**Things to do**
- 1) According to the passage about Oliver O'Reilly, what award did he receive in 1999?
- 2) Continue the passage about Oliver O'Reilly's teaching, starting after its final sentence.

**Source passage**
# # # # # # #

Oliver O’Reilly said he works best “as part of multiple teams who all are working toward the common goal of helping students and supporting the instructors and staff who help students.” (Photo by Jim Block)

It was as an undergraduate in Ireland that O’Reilly discovered his own love of teaching; he began tutoring friends readying for exams. Today, end-of-semester evaluations at Berkeley show that O’Reilly’s courses have been ranked among the highest in the Department of Mechanical Engineering for more than 20 years. He has received multiple teaching awards and, in 1999, the campus’s Distinguished Teaching Award.

Recently, he introduced a freshman seminar, Bears in Boats: A History of Women’s and Men’s Rowing at UC Berkeley , in part because Berkeley will celebrate 50 years of women’s rowing in 2024. He also helped plan the events to honor 150 years of women at Berkeley .

# # # # # # #

**Dataset entries**
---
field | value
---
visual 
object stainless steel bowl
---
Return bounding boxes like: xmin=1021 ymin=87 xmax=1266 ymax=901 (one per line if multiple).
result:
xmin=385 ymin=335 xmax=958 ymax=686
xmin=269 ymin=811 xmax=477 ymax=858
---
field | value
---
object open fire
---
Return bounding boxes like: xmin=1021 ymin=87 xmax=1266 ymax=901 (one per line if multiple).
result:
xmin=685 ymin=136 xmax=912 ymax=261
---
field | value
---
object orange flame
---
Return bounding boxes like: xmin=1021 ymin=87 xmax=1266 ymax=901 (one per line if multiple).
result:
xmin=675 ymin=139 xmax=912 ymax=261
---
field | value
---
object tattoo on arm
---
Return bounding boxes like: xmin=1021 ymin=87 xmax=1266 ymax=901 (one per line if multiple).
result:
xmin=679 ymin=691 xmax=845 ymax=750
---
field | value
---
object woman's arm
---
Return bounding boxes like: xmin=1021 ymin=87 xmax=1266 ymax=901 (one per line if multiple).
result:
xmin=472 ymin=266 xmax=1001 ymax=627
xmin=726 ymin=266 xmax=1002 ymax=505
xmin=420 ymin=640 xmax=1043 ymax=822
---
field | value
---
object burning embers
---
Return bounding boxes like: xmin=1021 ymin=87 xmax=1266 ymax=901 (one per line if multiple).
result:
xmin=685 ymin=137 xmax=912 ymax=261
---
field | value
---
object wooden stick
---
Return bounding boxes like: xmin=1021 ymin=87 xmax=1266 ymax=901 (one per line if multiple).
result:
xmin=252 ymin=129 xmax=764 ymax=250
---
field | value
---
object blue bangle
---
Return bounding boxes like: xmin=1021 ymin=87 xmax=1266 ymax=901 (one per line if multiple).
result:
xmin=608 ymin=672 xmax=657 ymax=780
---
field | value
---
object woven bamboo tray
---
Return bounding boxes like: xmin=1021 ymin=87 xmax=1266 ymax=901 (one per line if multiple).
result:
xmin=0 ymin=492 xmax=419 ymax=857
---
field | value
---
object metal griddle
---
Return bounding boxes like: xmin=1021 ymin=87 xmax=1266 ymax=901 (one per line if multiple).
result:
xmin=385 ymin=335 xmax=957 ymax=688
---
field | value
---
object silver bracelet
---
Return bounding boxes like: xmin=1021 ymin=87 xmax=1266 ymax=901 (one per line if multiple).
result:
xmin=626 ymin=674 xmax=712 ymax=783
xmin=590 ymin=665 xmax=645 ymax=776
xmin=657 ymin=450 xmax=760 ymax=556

# # # # # # #

**Activity answers**
- 1) The campus's Distinguished Teaching Award.

- 2)
O’Reilly said his students help him to be a better teacher. Several textbooks he’s written have been “improved, based on comments from students,” he said, and “wonderful research ideas” have resulted from questions posed by his undergraduate and graduate students.

“I’ve learned as much from them as they’ve learned from me; they’ve had a profound effect on my life,” said O’Reilly, who plans to teach Bears in Boats in the fall and a graduate seminar on the mathematics of rotations in the spring. “A company startup that I co-founded arose from interactions with students about how knee and vertebral joints work. My research and teaching are intimately related to each other.”

One of the most significant contributions to research from the Dynamics Lab , O’Reilly’s campus research group, is the widely-accepted explanation in 2017 for why shoelaces come untied — a question inspired by his then 6-year old daughter, Anna. Better understanding of knot mechanics can be applied to knotted proteins, mooring lines, and other structures that fail under dynamic forces.

Professor Oliver O'Reilly and nine students from his freshman seminar called Bears in Boats: A History of Women and Men's Rowing at the University of California, Berkeley, pose in masks on campus, with the Campanile in the background.

Oliver O’Reilly (center) poses with some of the students in his spring 2021 freshman seminar, Bears in Boats: A History of Women and Men’s Rowing at the University of California, Berkeley. (Photo by Adam Lau)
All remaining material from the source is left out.